ACTIVITY LIST>
**a.** In the column on Ireland's economy, by how much did Ireland's greenhouse gas emissions rise in 2012?
**b.** For each statement, answer yes or no according to the column on Ireland's economy, and quote the words that decide it. (i) In April the Department of Finance forecast 1.3 per cent growth for this year. (ii) The ESRI expects growth of 1.8 per cent next year. (iii) Energy generation emissions went up by 5.9 per cent.
**c.** Reproduce the column on Ireland's economy word for word from "There's nothing polar" to "recovery taking hold.".

PAGE EXTRACT>

┄┄┄┄┄┄┄┄┄┄┄┄┄┄┄┄┄┄┄┄

There's nothing polar bears like more than a banjaxed economy. Less economic activity means fewer factories belching out toxic gases, which is jolly good news for the melting ice caps and the polar bears. It's a bit rubbish for the rest of us in the short term, as weak economies mean higher unemployment, lower wages and general misery. But at least we can breathe. Last week, the Environmental Protection Agency revealed that Ireland's greenhouse gas emissions had risen by a full 1 per cent in 2012. We now emit 57.92m tonnes of gack. Much of the increase was due to a 5.9 per cent increase in energy generation emissions. As an economic indicator it shows recovery taking hold.
DEPT OF FINANCE GUESSES
The Department of Finance has a really poor record when it comes to forecasting how the economy will perform. Its forecasts in April suggested that the economy would grow by 1.3 per cent this year. That's been revised down to 0.2 per cent. The department pegged growth at 2.4 per cent for next year. Now it figures it'll be about 1.8 per cent. Things are screeching to a halt. But, given its dismal track record, everything will probably go the opposite direction. The ESRI thinks growth will hit 2.6 per cent next year. One will have egg all over its face. Again.

┄┄┄┄┄┄┄┄┄┄┄┄┄┄┄┄┄┄┄┄

SUPPLIED ENTRIES>
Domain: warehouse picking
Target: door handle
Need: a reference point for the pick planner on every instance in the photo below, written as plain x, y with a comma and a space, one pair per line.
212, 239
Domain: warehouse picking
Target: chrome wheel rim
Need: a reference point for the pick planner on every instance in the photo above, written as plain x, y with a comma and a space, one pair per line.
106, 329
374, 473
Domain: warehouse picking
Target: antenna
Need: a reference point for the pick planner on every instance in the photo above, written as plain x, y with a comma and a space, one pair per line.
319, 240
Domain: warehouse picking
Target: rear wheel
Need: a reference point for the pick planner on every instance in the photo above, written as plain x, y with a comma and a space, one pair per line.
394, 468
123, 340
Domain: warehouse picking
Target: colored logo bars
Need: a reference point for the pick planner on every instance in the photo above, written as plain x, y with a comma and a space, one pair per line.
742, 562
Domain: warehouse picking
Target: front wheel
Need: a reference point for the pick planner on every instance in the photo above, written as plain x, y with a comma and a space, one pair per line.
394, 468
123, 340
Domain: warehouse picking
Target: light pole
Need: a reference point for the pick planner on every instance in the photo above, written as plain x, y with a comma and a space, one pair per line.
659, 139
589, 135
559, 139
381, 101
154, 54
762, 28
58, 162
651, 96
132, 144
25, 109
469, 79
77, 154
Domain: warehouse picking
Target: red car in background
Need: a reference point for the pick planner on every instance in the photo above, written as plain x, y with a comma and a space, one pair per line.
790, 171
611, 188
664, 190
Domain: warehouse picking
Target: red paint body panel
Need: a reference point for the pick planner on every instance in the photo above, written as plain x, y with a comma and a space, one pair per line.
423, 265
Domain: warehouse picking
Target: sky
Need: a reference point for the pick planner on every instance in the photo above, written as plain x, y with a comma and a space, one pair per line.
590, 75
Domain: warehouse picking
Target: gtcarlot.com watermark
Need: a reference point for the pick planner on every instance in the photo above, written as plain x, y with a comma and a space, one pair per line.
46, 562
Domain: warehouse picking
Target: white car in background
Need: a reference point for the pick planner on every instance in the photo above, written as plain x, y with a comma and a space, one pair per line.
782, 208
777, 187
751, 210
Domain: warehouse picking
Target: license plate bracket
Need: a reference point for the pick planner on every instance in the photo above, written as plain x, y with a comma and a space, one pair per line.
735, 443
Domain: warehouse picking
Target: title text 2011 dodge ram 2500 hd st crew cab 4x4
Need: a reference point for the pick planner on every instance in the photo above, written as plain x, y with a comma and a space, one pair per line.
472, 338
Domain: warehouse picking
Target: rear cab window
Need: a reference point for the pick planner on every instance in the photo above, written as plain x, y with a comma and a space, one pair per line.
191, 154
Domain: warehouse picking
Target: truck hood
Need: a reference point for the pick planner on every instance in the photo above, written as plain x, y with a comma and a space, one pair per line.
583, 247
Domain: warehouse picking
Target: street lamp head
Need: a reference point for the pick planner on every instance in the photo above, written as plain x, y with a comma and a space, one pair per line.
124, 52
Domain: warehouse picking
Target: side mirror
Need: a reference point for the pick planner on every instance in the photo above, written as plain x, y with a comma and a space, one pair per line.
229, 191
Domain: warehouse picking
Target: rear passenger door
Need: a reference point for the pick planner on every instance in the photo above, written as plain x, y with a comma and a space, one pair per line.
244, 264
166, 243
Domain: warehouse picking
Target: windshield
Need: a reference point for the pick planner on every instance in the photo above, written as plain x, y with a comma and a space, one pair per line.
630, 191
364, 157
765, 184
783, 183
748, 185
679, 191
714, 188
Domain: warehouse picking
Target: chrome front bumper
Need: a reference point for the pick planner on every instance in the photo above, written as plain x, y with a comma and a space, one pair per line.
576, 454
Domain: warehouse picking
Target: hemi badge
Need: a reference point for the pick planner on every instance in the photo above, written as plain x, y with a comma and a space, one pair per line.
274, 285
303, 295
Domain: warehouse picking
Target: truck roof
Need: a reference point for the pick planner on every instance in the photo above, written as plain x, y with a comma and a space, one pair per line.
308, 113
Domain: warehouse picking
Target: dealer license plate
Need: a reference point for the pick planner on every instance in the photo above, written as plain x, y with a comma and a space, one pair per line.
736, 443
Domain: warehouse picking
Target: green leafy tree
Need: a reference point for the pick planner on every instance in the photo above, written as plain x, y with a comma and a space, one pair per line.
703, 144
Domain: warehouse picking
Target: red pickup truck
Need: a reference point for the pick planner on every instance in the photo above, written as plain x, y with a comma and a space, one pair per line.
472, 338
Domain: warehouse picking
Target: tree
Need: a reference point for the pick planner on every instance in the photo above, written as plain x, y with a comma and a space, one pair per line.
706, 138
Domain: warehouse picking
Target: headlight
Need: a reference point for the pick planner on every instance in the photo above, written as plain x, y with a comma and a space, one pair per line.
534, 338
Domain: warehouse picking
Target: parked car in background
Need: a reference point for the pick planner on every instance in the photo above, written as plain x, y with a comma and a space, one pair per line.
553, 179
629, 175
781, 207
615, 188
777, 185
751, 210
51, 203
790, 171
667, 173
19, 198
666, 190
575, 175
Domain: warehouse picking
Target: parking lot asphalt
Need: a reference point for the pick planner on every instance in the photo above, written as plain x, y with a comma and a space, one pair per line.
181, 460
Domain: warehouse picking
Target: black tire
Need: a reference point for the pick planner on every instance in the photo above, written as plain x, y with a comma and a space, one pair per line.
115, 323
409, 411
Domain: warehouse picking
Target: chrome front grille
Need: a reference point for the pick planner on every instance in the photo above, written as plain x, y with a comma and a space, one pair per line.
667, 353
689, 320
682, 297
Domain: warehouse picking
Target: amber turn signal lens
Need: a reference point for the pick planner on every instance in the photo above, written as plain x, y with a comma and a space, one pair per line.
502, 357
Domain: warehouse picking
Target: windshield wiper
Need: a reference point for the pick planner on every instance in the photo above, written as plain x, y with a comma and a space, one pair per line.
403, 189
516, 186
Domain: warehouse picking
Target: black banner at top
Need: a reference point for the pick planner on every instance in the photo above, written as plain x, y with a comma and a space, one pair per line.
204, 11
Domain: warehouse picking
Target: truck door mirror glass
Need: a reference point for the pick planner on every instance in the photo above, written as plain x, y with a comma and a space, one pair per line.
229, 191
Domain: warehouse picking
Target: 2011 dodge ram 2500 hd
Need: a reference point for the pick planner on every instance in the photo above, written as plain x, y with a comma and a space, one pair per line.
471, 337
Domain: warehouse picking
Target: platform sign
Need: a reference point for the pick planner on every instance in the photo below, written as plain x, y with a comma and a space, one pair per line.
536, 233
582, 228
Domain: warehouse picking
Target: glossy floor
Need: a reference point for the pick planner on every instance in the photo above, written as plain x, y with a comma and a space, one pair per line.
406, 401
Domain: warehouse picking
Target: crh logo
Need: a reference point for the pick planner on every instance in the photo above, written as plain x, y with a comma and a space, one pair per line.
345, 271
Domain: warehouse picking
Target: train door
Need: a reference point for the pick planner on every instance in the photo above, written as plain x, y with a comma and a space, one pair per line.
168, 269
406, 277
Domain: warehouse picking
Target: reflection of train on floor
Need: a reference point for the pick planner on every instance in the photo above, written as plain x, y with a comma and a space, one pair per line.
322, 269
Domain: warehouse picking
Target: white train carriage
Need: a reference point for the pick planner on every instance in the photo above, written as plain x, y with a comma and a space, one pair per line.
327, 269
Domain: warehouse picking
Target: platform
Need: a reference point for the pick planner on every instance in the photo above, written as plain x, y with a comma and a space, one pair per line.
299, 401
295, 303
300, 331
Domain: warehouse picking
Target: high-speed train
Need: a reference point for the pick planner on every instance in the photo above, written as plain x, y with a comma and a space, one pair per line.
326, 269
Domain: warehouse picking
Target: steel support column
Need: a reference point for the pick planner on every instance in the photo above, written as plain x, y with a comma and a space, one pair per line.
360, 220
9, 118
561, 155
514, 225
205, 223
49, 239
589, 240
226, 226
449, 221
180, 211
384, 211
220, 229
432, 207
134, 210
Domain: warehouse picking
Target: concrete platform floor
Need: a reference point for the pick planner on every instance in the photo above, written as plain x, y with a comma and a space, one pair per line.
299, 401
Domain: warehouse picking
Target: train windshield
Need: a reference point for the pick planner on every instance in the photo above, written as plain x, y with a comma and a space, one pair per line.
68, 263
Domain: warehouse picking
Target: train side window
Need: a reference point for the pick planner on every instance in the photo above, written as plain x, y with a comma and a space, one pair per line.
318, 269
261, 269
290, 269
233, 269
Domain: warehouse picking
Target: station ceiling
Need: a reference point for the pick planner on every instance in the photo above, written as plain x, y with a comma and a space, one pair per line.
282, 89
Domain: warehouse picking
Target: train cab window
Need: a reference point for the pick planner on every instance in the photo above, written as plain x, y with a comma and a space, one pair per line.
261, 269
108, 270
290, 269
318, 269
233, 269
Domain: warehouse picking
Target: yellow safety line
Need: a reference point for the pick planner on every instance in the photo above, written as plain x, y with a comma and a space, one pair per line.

┄┄┄┄┄┄┄┄┄┄┄┄┄┄┄┄┄┄┄┄

TASK-BY-TASK RESULTS>
**a.** By a full 1 per cent.

**b.**
(i) Yes: "Its forecasts in April suggested that the economy would grow by 1.3 per cent this year."
(ii) No: "The ESRI thinks growth will hit 2.6 per cent next year."
(iii) Yes: "a 5.9 per cent increase in energy generation emissions"

**c.**
There's nothing polar bears like more than a banjaxed economy. Less economic activity means fewer factories belching out toxic gases, which is jolly good news for the melting ice caps and the polar bears. It's a bit rubbish for the rest of us in the short term, as weak economies mean higher unemployment, lower wages and general misery. But at least we can breathe. Last week, the Environmental Protection Agency revealed that Ireland's greenhouse gas emissions had risen by a full 1 per cent in 2012. We now emit 57.92m tonnes of gack. Much of the increase was due to a 5.9 per cent increase in energy generation emissions. As an economic indicator it shows recovery taking hold.